As it turned out, she did not read any of those subjects at the National University of Singapore.

Instead, she was in the pioneer batch of the university’s Industrial Design programme.

Although her mother always tried to discourage her from artistic pursuits in favour of academic ones, she had her heart set on becoming a fashion designer since she was in secondary school.

“My aunt had a good friend who owned a tailoring business in Penang. I have very clear memories of going to her shop and watching her cut and sew all these beautiful fabrics into dresses for tai tais. I remember drawing what I wanted and she would make them for me,” she says.

She chose Industrial Design because the programme covered not only design and aesthetics, but also conceptualisation, business, branding, law and engineering.

In her third year, Ms Lin went on a seven-month student exchange programme at the Politecnico di Milano – the largest technical university in Italy.

The stint, she says, unlocked the doors to a totally different world.

“I studied fashion retail, fashion accessories design and did a case study on La Rinascente, one of the most famous and established department stores in the country,” she says.

The path she took after graduation was unconventional, to say the least. She applied to become an intern at a fashion magazine because she wanted to learn about the industry.

“It killed my mum, who didn’t understand why I wanted to become an intern and earn only a couple of hundred dollars when I have a degree,” she says.

The stint, however, was not quite how she imagined it would be.

Instead of writing articles, she spent the first few months loaning and returning dresses and other items from boutiques for the fashion editor.

“Finally, one day she asked me to write something. A few days later, she came to me and said: ‘I don’t think you can write.’

“I tried to ask her what I did wrong and which part she did not like but she just said I had to leave, and the very next day too.

“I felt like someone who was asked to leave because I had stolen something. I told myself that if I were in a position of power, I would never do what she did to me. I would let the other person know what she did wrong.”

She spent the next five years at a series of different jobs – designer at an event company, copywriter at an advertising agency and marketing communications executive at a ticketing company – while figuring out how to break into the fashion trade.

In 2007, she took her first tentative steps as a fashion designer entrepreneur while working as a marketing executive.

“I bought T-shirts, took them apart and re-engineered them by adding things like Mandarin buttons or collars. I later became more sophisticated, cutting them up to turn them into cardigans,” she says.

Ms Lin would peddle these designs from a pushcart or at stalls on weekends at the National Library or at MAAD (Market of Artists and Designers) at the Red Dot Museum.

On her first outing, she sold only one piece, to a good friend who dropped in to see how she was doing at the National Library.

Sales remained sluggish for several months.

Fortunately, engineer Gary Ong, her then-boyfriend and now husband, kept her spirits up, even helping to fashion portable, makeshift dressing rooms for her stall.

Sales picked up slowly, from a few tens to several hundred dollars each time she peddled her designs.

After half a year, she decided to bite the bullet and quit her marketing job to run Fuchsia Lane.

It set her on a life-changing professional journey that was exhilarating and exhausting.

* Rows from a dataset *
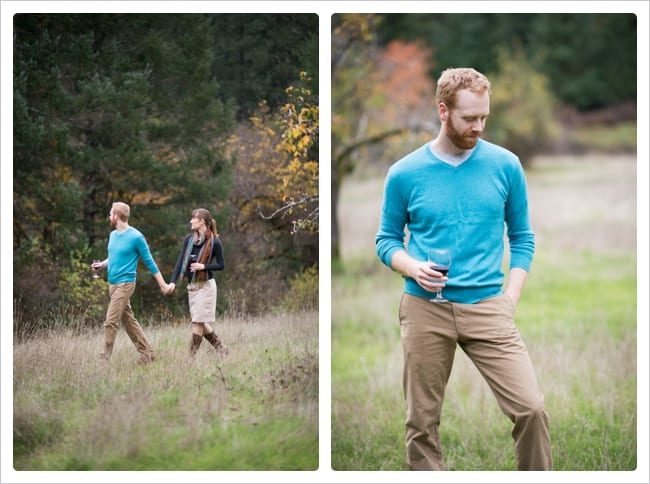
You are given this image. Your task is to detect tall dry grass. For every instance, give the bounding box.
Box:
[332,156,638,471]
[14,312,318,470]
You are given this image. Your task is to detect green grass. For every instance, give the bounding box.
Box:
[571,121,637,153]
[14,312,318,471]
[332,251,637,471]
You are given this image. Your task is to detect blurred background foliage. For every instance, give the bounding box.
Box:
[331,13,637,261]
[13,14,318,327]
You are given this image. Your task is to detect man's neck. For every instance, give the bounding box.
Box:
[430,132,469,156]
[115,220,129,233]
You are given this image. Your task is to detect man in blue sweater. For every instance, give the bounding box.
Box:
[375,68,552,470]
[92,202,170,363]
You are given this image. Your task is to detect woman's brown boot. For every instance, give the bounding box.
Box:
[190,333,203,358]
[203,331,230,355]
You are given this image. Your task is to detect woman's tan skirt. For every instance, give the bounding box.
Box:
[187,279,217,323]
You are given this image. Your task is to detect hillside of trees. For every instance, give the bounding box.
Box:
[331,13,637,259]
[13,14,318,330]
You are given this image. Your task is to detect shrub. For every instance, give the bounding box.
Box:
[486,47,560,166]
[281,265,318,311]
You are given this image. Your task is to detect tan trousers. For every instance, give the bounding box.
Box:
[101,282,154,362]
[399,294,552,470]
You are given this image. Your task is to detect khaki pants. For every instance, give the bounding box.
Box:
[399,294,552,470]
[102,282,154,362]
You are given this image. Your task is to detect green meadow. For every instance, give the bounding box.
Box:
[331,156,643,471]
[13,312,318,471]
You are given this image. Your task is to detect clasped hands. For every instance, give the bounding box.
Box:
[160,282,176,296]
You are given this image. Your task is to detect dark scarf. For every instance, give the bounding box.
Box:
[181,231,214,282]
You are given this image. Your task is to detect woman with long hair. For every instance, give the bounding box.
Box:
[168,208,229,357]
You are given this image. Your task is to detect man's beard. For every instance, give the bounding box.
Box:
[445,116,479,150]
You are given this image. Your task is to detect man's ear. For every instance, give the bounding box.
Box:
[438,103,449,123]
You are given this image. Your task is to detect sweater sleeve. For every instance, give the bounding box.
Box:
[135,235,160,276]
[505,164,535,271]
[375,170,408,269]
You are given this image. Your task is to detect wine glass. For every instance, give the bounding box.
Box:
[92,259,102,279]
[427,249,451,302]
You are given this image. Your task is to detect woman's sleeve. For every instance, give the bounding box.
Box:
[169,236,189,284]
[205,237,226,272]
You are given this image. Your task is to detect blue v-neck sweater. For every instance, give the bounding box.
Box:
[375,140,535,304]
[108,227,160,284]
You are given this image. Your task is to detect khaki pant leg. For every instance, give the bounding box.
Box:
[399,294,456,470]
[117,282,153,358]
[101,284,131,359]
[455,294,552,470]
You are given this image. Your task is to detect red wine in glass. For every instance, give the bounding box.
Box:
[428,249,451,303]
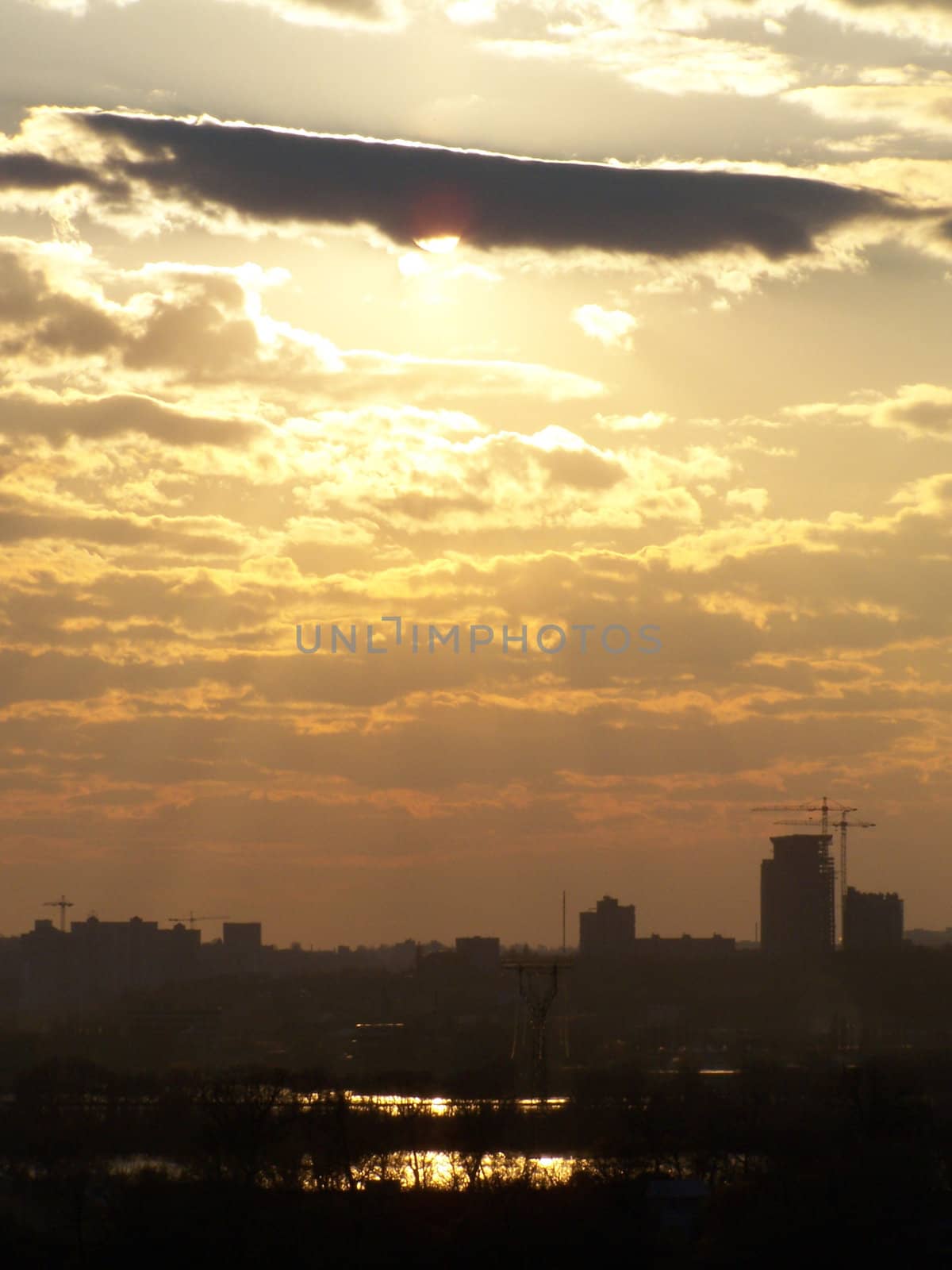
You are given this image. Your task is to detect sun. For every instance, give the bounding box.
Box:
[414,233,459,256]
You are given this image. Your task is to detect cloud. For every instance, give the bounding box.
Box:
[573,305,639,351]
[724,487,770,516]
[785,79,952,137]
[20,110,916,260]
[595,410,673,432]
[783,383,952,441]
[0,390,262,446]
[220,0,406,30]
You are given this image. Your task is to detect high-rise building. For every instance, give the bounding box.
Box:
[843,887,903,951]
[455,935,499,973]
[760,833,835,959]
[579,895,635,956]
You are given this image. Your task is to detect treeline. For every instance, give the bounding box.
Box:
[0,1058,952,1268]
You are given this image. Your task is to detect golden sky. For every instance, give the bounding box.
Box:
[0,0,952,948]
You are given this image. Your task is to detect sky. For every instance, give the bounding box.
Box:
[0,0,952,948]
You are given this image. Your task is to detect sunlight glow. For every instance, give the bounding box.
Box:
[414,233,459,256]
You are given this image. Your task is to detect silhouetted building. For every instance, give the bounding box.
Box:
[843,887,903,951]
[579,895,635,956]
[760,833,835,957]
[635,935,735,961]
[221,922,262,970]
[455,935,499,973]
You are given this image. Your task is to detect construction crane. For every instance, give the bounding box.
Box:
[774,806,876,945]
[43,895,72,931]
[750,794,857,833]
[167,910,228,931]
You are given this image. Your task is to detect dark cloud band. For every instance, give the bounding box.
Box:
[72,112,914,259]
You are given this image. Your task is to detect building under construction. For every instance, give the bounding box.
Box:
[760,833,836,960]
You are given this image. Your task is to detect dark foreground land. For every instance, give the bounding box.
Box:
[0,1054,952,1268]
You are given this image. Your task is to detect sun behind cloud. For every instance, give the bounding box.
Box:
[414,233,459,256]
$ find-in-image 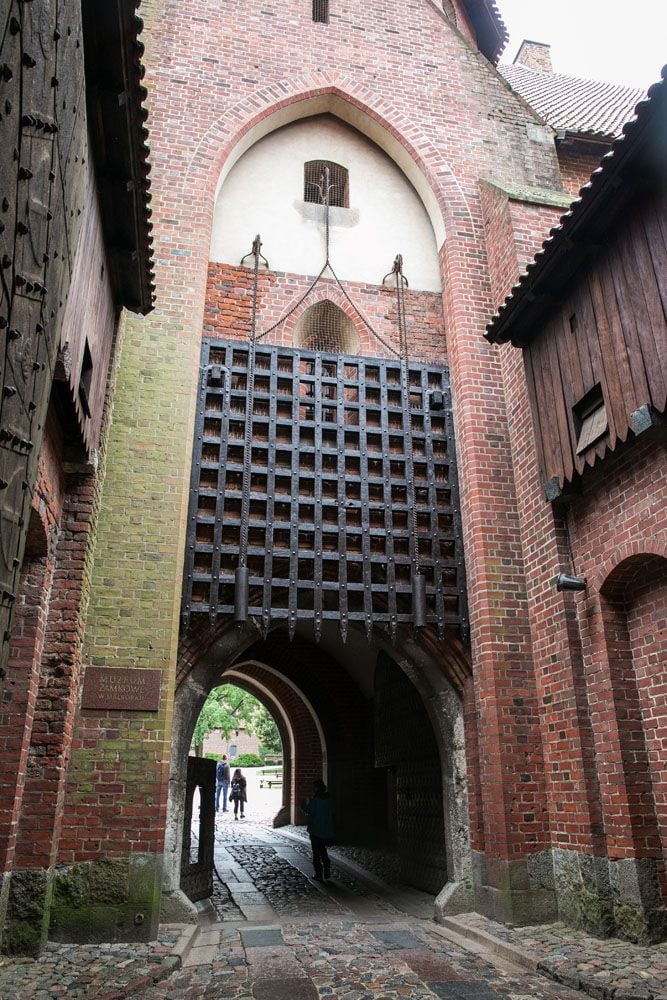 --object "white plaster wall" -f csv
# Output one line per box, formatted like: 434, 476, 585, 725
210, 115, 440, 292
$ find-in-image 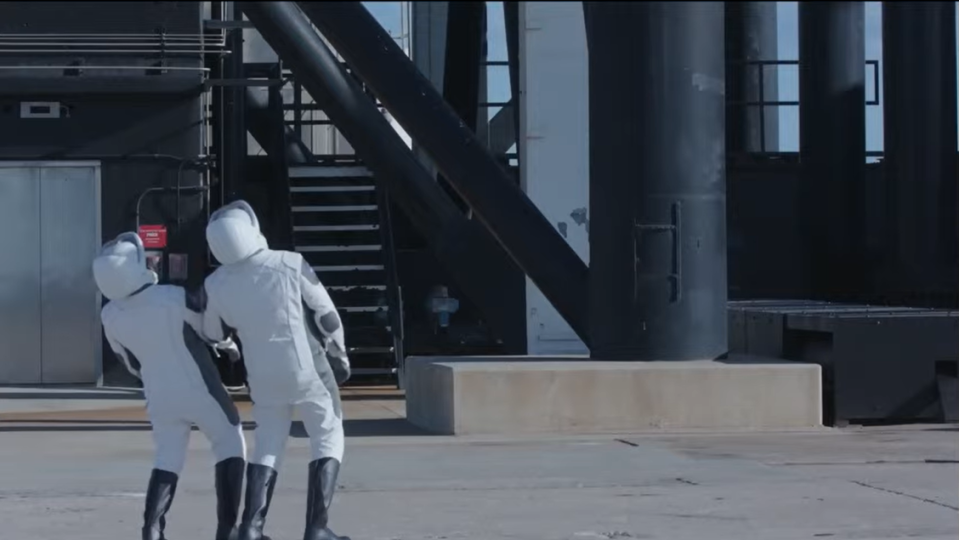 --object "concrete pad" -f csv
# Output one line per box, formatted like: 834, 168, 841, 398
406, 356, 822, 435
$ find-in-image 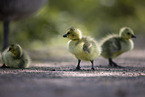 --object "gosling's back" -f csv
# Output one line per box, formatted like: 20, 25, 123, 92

* Written task *
In the text about Ms Lin's path into fashion, retype the part between "The path she" and "next day too.", inclusive.

* Complete response *
The path she took after graduation was unconventional, to say the least. She applied to become an intern at a fashion magazine because she wanted to learn about the industry.

“It killed my mum, who didn’t understand why I wanted to become an intern and earn only a couple of hundred dollars when I have a degree,” she says.

The stint, however, was not quite how she imagined it would be.

Instead of writing articles, she spent the first few months loaning and returning dresses and other items from boutiques for the fashion editor.

“Finally, one day she asked me to write something. A few days later, she came to me and said: ‘I don’t think you can write.’

“I tried to ask her what I did wrong and which part she did not like but she just said I had to leave, and the very next day too.